• [TASK SET]:
A - In the fishing contest thread, which fish species count toward the contest?
B - Reproduce word for word the section of the fishing contest thread that opens with the words containing "No, we will" and closes with "homefield advantage here.".

• [EXTRACTED TEXT]:
* begin *

# Cape Cod King Contest!



## Jim

This is My state and My waters. :LOL2: 

This weekend, Captain Ahab and Bassaddict are coming up to the Cape so we can go fishing. Bassaddict is flying in from Mississippi and Captain Ahab is picking him up from New Jersey and they will drive 7 hours to Mass. :beer:
I am going to show these boys how to fish up here in Mass. I hope they bring their notebooks and take plenty of notes.

*Time for a contest*

Who is going to catch the biggest fish and what do you think it will weigh? Thats it, simple enough.

*Respond here with who you think will win (Bassaddict, Captain Ahab, or me...Jim) and the winning weight. Winner will be the one who picks the correct name and closest weight of biggest fish. Contest is open to all members.*

Contest starts now and Ends Sunday night when they hang their heads low and drive off in shame back to where they came from.

The lucky winner will receive a Brand new Rick Clunn Lucky Craft lure like the one I gave away in January. This is the lure I purchased brand new and when I got home I noticed that Basspro had stapled and taped the lure packaging back together again. Read the disclaimer in the link. https://www.tinboats.net/forum/viewtopic.php?f=23&t=16927

Again, The lure is Brand new, just the packaging is crap. 

Good luck to all who enter!

Disclaimer: All things can change because


----------



## S&amp;MFISH

Is this an "ANY" species contest?


----------



## Jim

S&MFISH said:


> Is this an "ANY" species contest?



No, we will stick with* largemouth & smallmouth bass* for the contest.

The last day we will be targeting just smallies and trouts (lake, rainbow, brown), and salmon.


----------



## S&amp;MFISH

Then my pick is Jim with 5lbs 2oz. Definite homefield advantage here.

* end *

• [EXCERPTED RECORDS]:
* begin *

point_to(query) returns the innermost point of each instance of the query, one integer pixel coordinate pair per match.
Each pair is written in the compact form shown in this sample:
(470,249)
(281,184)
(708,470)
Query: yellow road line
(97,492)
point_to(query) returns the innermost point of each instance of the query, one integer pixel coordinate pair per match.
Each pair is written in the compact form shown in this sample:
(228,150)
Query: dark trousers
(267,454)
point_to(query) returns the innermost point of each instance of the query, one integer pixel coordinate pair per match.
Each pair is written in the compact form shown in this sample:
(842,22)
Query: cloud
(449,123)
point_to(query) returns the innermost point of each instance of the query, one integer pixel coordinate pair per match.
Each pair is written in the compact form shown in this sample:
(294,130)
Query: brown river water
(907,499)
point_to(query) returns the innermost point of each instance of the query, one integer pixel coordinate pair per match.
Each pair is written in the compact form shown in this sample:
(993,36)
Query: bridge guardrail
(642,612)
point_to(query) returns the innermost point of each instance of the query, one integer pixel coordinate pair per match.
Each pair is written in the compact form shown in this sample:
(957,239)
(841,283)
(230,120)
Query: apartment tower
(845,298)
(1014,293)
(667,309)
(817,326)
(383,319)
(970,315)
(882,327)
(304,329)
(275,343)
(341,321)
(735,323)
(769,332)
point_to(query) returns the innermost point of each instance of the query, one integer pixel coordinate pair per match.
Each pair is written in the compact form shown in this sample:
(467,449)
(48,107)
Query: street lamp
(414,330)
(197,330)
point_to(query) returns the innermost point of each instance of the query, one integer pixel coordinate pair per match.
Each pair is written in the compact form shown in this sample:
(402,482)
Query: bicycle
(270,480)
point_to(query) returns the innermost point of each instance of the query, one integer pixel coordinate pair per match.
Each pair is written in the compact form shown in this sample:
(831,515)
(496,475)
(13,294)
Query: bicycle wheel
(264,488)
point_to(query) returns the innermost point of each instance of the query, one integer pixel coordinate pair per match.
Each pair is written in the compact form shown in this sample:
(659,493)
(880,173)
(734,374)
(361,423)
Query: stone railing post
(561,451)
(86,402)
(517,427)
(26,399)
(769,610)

* end *

• [TASK ANSWERS]:
A - Largemouth and smallmouth bass.

B -
No, we will stick with* largemouth & smallmouth bass* for the contest.

The last day we will be targeting just smallies and trouts (lake, rainbow, brown), and salmon.


----------



## S&amp;MFISH

Then my pick is Jim with 5lbs 2oz. Definite homefield advantage here.